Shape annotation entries
^^^^^^^^^^^^^^^^

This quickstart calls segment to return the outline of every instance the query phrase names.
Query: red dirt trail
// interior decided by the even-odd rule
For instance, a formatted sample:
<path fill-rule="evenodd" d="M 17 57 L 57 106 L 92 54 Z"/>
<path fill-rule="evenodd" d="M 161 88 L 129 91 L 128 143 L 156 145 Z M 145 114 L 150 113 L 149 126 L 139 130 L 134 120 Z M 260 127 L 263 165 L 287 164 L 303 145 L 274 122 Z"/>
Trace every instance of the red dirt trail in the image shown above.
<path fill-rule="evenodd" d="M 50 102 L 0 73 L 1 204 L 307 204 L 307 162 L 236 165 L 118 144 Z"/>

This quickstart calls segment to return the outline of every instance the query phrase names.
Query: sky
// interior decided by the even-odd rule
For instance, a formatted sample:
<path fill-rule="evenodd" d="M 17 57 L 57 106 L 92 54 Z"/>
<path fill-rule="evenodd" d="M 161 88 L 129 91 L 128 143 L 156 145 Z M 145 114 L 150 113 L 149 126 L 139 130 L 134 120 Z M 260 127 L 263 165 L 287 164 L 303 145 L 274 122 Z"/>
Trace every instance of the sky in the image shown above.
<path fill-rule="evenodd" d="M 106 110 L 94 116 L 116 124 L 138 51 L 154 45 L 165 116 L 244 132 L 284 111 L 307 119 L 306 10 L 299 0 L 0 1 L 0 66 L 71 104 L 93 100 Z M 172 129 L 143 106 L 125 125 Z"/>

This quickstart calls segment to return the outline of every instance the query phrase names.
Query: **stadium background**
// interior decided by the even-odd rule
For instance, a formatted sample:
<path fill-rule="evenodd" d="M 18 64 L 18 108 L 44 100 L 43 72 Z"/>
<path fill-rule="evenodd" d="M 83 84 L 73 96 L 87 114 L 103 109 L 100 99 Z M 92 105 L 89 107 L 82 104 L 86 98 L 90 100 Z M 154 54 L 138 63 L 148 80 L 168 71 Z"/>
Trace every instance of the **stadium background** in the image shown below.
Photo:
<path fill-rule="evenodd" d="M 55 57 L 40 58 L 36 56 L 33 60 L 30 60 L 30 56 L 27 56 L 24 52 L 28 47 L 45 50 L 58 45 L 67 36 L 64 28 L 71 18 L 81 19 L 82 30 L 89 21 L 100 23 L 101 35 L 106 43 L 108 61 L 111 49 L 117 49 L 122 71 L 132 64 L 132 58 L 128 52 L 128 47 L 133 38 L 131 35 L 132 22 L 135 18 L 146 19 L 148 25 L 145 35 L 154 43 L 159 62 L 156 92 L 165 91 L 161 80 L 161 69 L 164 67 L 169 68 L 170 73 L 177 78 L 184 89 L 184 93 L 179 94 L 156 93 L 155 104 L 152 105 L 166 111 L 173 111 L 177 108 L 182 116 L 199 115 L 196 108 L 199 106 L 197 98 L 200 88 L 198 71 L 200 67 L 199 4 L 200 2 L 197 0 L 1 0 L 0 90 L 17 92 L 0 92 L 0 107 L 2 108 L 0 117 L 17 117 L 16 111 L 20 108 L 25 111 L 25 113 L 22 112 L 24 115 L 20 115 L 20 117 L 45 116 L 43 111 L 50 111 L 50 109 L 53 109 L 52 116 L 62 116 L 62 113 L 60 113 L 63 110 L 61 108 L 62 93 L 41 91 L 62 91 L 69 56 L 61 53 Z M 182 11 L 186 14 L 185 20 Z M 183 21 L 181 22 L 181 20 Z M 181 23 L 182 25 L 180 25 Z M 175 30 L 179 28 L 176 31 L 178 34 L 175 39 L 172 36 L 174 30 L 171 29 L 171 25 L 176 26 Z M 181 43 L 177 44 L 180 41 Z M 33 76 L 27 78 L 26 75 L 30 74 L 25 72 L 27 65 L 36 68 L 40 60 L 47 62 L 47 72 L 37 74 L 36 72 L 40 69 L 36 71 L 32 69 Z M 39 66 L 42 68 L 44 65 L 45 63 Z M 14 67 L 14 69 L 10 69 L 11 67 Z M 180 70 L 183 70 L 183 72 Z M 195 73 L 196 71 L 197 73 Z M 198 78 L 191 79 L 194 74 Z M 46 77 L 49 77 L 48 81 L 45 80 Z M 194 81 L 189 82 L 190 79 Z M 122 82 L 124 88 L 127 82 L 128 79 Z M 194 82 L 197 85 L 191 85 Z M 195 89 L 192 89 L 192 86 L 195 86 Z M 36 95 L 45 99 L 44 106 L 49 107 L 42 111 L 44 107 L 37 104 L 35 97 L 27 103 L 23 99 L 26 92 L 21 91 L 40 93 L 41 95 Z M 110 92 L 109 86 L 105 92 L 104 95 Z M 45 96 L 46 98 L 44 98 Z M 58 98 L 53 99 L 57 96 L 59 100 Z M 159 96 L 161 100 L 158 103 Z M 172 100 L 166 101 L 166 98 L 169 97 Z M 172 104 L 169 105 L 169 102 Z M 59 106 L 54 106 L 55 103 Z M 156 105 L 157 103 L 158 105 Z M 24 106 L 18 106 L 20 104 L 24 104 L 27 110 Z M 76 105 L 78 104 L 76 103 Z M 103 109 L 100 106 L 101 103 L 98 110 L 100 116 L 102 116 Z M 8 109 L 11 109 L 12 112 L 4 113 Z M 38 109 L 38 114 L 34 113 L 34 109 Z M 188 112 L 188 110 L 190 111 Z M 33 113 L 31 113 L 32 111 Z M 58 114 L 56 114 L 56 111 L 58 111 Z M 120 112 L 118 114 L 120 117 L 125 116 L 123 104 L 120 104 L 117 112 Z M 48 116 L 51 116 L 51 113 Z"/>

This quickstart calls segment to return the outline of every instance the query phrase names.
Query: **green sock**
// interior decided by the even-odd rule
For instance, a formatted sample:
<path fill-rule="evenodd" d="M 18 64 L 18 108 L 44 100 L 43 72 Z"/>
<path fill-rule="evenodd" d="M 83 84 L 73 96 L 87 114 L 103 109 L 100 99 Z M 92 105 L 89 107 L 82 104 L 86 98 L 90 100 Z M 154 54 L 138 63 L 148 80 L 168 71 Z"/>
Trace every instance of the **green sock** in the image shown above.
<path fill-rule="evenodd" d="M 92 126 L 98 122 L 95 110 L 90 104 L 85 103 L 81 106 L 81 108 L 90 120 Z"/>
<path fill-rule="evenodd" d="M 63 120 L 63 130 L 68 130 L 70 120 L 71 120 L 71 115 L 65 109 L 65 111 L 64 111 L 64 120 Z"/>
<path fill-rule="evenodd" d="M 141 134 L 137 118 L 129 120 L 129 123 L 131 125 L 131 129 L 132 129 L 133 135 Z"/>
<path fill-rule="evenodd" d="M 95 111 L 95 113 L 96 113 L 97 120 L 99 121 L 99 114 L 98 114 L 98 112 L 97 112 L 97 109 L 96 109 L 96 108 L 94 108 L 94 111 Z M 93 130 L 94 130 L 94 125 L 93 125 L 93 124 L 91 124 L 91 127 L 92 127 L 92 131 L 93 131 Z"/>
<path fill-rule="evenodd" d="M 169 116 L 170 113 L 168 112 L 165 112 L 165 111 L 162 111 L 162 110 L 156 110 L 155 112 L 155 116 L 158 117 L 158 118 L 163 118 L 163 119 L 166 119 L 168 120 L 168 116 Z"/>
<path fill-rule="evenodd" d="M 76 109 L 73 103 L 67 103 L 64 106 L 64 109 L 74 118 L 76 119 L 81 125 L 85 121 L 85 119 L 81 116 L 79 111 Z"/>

^^^^^^^^^^^^^^^^

- [WORK TO BE COMPLETED]
Starting from the first line of the rows and ending with the line that contains "106 110 L 94", including that line, arrange every line as a numbered list and skip the blank ones.

- [REPLY]
1. This quickstart calls segment to return the outline of every instance the query phrase names.
2. Query: red dirt trail
3. // interior decided by the even-odd rule
4. For instance, a formatted sample:
5. <path fill-rule="evenodd" d="M 17 57 L 57 106 L 92 54 Z"/>
6. <path fill-rule="evenodd" d="M 161 88 L 129 91 L 128 143 L 156 145 Z M 145 114 L 150 113 L 149 126 L 139 130 L 134 120 Z M 260 127 L 263 165 L 287 164 L 303 145 L 274 122 Z"/>
7. Trace every instance of the red dirt trail in the image shown above.
8. <path fill-rule="evenodd" d="M 50 102 L 0 73 L 1 204 L 307 204 L 307 162 L 236 165 L 118 144 Z"/>
9. This quickstart calls segment to return the outline of every instance the query phrase names.
10. Query: sky
11. // interior decided by the even-odd rule
12. For instance, a formatted sample:
13. <path fill-rule="evenodd" d="M 17 57 L 57 106 L 92 54 Z"/>
14. <path fill-rule="evenodd" d="M 161 88 L 129 91 L 128 143 L 156 145 Z M 145 114 L 150 113 L 149 126 L 139 130 L 134 120 Z M 260 127 L 263 165 L 287 164 L 303 145 L 274 122 Z"/>
15. Trace every instance of the sky in the image shown above.
16. <path fill-rule="evenodd" d="M 106 110 L 94 116 L 116 124 L 138 51 L 154 45 L 165 116 L 244 132 L 284 111 L 307 119 L 306 10 L 299 0 L 0 1 L 0 66 L 71 104 L 93 100 Z M 172 129 L 143 106 L 125 125 Z"/>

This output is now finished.